(課題の目的): 以下の資料のうち、「card payment terminal -> point」を含む行から資料の末尾までの各行を、一字一句変えずに書き写してください。

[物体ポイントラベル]
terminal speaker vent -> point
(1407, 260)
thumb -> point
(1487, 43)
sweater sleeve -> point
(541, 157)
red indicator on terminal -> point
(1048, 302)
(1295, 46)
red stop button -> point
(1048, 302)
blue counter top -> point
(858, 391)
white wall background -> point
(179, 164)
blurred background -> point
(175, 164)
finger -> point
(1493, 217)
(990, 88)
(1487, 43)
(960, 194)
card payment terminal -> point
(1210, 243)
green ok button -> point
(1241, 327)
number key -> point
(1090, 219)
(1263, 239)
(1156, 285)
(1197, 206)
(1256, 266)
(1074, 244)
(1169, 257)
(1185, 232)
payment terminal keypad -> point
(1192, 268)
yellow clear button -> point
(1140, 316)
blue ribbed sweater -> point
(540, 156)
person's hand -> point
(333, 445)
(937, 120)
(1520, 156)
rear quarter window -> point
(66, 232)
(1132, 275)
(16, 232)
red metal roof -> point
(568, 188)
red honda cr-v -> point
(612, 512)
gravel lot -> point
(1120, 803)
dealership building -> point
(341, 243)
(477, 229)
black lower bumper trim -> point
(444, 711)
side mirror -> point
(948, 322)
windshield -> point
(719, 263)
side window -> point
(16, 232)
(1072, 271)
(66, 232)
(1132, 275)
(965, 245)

(解答全文):
card payment terminal -> point
(1210, 243)
green ok button -> point
(1241, 327)
number key -> point
(1090, 219)
(1263, 239)
(1156, 285)
(1197, 206)
(1256, 266)
(1074, 244)
(1169, 257)
(1185, 232)
payment terminal keypad -> point
(1192, 268)
yellow clear button -> point
(1140, 316)
blue ribbed sweater -> point
(540, 156)
person's hand -> point
(333, 445)
(937, 120)
(1520, 156)
rear quarter window -> point
(66, 232)
(1132, 275)
(16, 232)
red metal roof -> point
(568, 188)
red honda cr-v -> point
(612, 512)
gravel lot -> point
(1120, 803)
dealership building -> point
(341, 243)
(477, 229)
black lower bumper trim -> point
(444, 711)
side mirror -> point
(948, 322)
windshield -> point
(719, 263)
side window -> point
(16, 232)
(1072, 271)
(66, 232)
(1132, 275)
(965, 245)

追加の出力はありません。